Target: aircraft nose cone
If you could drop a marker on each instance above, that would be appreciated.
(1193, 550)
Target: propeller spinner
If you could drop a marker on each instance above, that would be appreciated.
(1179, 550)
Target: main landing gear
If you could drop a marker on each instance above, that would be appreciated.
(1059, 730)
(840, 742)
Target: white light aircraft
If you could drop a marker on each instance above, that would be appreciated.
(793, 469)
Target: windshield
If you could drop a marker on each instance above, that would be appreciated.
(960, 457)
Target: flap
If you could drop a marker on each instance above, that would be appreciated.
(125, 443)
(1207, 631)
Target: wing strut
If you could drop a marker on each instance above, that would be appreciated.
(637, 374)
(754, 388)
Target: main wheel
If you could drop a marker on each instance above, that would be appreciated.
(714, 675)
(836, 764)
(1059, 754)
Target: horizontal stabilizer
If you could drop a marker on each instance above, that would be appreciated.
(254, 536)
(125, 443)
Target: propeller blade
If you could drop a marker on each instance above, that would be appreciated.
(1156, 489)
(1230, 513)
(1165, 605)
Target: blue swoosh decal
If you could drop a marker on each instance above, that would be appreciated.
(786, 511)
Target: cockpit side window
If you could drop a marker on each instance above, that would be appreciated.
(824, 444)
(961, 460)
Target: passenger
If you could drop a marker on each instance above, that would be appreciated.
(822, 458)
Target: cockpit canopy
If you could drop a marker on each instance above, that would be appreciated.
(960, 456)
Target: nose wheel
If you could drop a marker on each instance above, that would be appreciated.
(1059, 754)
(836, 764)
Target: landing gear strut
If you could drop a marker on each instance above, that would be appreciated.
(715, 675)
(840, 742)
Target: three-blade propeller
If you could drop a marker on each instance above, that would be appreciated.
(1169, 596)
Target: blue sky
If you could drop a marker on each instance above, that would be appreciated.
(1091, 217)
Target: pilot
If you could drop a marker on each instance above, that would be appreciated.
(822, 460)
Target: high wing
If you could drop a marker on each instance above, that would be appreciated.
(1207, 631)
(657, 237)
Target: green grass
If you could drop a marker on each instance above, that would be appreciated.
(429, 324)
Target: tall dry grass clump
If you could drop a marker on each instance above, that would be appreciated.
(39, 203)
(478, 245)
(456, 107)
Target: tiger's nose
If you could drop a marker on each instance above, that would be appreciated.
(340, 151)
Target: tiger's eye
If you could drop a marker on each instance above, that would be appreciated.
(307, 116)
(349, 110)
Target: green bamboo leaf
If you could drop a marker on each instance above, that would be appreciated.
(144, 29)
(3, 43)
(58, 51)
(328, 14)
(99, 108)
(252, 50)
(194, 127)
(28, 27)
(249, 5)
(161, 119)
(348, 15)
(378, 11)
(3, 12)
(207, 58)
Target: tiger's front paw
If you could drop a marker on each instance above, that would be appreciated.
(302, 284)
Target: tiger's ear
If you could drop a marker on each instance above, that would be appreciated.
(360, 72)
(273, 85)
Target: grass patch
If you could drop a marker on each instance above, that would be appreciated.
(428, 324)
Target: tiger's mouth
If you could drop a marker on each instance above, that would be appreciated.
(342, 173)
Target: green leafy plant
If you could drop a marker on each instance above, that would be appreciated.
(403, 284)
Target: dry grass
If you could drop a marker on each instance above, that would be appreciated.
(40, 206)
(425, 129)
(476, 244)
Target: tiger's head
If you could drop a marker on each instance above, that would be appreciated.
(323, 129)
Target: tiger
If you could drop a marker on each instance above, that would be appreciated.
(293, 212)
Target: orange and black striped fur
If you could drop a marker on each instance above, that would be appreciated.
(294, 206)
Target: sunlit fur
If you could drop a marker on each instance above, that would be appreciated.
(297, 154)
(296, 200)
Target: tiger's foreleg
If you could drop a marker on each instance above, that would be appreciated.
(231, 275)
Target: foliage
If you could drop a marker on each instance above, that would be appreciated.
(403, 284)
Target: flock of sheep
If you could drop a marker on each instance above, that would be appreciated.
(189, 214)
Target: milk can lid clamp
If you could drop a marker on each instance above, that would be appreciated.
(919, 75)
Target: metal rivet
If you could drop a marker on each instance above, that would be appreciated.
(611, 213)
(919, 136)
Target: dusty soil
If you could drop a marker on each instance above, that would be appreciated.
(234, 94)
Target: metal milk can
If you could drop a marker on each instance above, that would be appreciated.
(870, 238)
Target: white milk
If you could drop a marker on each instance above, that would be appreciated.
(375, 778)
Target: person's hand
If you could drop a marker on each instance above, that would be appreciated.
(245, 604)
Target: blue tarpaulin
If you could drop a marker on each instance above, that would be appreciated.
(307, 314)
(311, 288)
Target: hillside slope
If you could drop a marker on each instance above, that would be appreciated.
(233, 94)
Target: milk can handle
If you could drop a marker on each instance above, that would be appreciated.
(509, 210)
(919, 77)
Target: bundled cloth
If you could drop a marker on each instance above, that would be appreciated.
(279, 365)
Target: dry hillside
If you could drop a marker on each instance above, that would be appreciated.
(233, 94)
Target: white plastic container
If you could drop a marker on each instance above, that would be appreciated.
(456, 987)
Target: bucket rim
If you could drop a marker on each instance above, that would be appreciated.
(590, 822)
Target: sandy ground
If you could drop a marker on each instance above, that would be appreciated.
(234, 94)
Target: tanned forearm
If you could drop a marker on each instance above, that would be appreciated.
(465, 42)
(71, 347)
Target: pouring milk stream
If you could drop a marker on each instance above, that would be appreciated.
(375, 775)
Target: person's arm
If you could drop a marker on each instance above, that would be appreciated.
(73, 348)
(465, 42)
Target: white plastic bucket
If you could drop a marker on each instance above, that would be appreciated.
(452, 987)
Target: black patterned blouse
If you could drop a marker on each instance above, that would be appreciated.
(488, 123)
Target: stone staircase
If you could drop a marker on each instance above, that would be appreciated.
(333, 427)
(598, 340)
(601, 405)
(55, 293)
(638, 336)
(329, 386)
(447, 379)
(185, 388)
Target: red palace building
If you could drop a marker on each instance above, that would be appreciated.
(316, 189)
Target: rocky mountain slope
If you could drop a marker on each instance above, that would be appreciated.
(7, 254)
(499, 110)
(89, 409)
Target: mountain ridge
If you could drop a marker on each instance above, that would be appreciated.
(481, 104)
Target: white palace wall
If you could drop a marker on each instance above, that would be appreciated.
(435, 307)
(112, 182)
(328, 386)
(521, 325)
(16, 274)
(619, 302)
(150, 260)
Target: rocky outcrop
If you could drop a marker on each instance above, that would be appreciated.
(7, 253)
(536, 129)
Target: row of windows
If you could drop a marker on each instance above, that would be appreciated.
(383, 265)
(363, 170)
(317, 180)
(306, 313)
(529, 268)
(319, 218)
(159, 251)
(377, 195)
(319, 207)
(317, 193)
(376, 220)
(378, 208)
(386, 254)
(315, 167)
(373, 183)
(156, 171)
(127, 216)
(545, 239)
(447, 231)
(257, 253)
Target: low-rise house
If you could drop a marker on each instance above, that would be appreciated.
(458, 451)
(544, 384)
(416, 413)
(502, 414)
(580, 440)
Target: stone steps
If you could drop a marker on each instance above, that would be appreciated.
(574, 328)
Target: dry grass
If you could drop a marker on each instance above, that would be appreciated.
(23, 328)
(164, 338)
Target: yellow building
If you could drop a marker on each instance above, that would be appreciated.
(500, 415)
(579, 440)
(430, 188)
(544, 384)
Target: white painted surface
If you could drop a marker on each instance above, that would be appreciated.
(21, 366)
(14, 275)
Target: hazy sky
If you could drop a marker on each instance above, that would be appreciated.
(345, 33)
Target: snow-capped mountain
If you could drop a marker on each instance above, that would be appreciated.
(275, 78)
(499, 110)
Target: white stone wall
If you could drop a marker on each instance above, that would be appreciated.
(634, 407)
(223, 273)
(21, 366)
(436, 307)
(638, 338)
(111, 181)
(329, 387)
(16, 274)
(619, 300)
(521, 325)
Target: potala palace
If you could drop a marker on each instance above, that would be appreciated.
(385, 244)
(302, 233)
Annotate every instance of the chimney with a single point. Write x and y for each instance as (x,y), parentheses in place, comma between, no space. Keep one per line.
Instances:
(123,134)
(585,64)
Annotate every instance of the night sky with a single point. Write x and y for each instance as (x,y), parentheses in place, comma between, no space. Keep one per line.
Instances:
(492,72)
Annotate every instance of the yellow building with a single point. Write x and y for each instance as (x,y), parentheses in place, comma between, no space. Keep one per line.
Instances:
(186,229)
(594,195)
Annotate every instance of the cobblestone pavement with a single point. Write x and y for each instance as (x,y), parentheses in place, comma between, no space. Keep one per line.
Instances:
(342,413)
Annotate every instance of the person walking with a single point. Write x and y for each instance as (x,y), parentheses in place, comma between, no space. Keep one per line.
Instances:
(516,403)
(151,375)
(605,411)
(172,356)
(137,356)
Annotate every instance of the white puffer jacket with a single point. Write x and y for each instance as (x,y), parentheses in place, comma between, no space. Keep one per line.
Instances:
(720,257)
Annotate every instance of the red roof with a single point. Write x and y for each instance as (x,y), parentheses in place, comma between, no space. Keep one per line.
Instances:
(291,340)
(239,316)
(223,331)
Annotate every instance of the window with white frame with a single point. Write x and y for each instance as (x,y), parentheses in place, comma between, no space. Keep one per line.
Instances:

_ _ _ _

What to produce:
Could you reproduce only the records from the line containing "Annotate every instance of the cobblestone" through the end of the records, with "red roof" renamed to "tiled roof" and everything else unchanged?

The output:
Annotate every instance of the cobblestone pavement with a single point. Write x and y for each instance as (x,y), parentheses in place, comma between, no space. Keep one per line.
Instances:
(342,413)
Annotate every instance of the person walking with a single point. Write x and y for each instance as (x,y), parentheses in place, comma between, no space. Keep one per line.
Instances:
(516,403)
(151,375)
(605,411)
(172,356)
(137,356)
Annotate every instance of the white puffer jacket with a single point. Write x and y for each instance as (x,y), parentheses in place, comma between, no space. Keep one per line.
Instances:
(720,257)
Annotate every instance of the tiled roof with a single point. Write x and y for each instance as (x,y), parentheses in place, comma between, no space. Keep one per line.
Instances:
(291,340)
(239,316)
(223,331)
Annotate every instance of the window with white frame with a single point. Write x and y for each instance as (x,y), parentheses in place, comma between, no space. Keep one per line.
Instances:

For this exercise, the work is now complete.